● Prompt:
Return the stretch of the data from its very beginning through the line that contains "[0,488,1343,883]", reproducing each line exactly. Omit the pictures from your answer.

● Input for this task:
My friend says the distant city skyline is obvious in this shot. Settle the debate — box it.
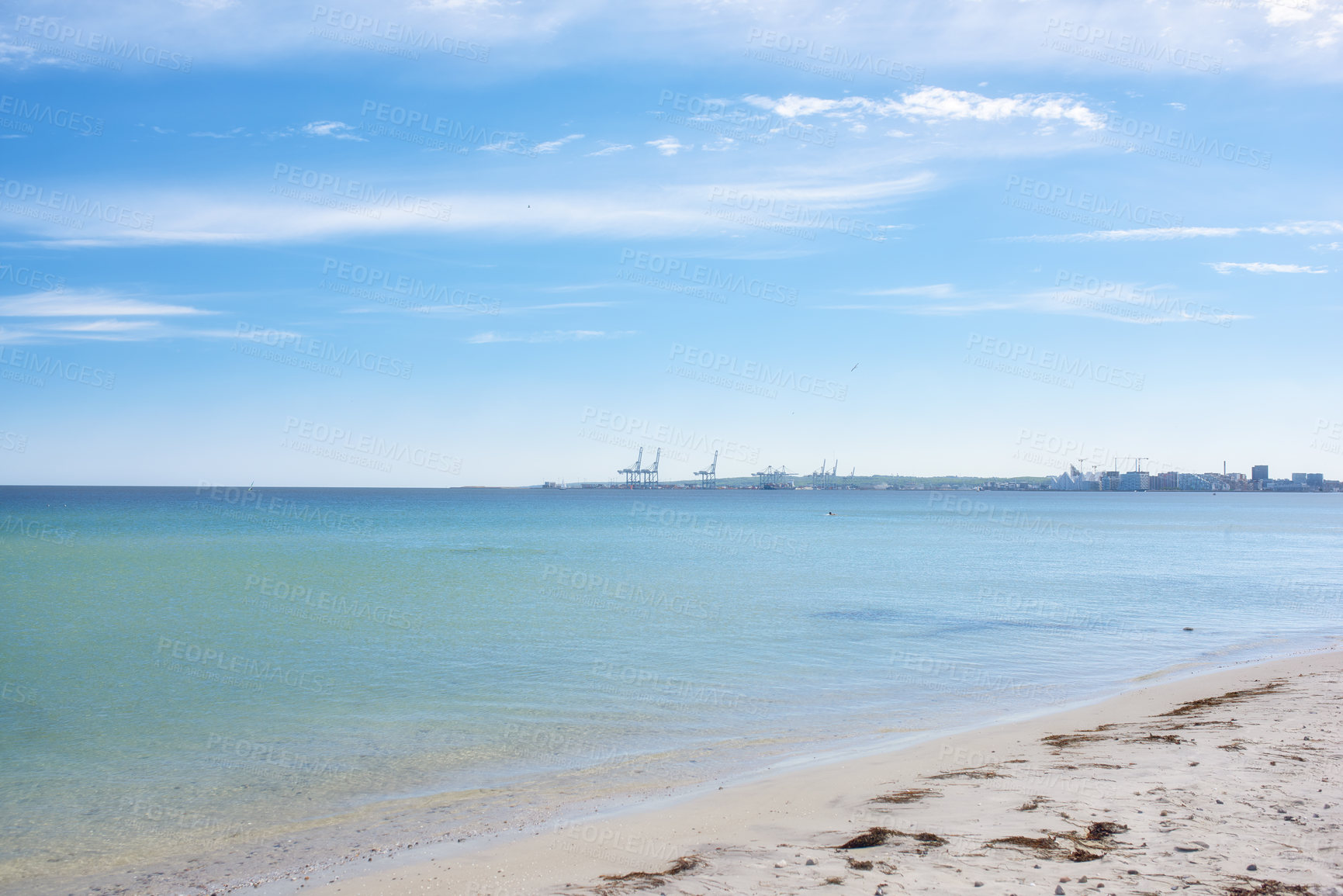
[0,0,1343,486]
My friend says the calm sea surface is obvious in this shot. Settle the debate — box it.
[0,488,1343,888]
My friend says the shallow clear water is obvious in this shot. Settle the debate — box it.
[0,488,1343,883]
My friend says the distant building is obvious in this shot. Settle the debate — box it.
[1179,473,1213,492]
[1049,465,1100,492]
[1119,470,1152,492]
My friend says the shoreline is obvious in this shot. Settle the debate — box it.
[275,648,1343,896]
[8,645,1343,896]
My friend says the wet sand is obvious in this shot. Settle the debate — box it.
[296,652,1343,896]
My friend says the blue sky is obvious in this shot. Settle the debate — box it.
[0,0,1343,486]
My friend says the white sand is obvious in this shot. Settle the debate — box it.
[302,652,1343,896]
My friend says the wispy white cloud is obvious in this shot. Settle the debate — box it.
[1207,262,1330,274]
[466,329,638,345]
[746,88,1106,130]
[299,121,368,143]
[0,292,217,317]
[587,144,634,156]
[191,128,251,140]
[999,220,1343,243]
[645,137,694,156]
[858,283,956,298]
[533,134,584,152]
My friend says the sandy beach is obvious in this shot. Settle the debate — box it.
[280,652,1343,896]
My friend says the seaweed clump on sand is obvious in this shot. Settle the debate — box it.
[1086,821,1128,839]
[836,828,900,849]
[871,787,940,806]
[836,828,947,849]
[926,767,1011,780]
[1040,733,1109,751]
[988,835,1058,852]
[1226,878,1310,896]
[597,856,704,896]
[1161,681,1288,720]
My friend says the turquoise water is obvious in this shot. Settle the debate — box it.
[0,488,1343,888]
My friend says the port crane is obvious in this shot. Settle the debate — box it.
[694,451,718,489]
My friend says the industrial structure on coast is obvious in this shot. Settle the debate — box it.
[542,456,1343,492]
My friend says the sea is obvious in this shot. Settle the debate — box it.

● Solution to this problem:
My friend says the distant city skyline is obvious in this shot. Settle the debate — box it.
[0,0,1343,486]
My friend says the calm sea surface is obvious in this shot. Settle the debate — box it.
[0,488,1343,888]
My friend says the shallow clear water is obvious in this shot. Settle the debate — box it.
[0,488,1343,883]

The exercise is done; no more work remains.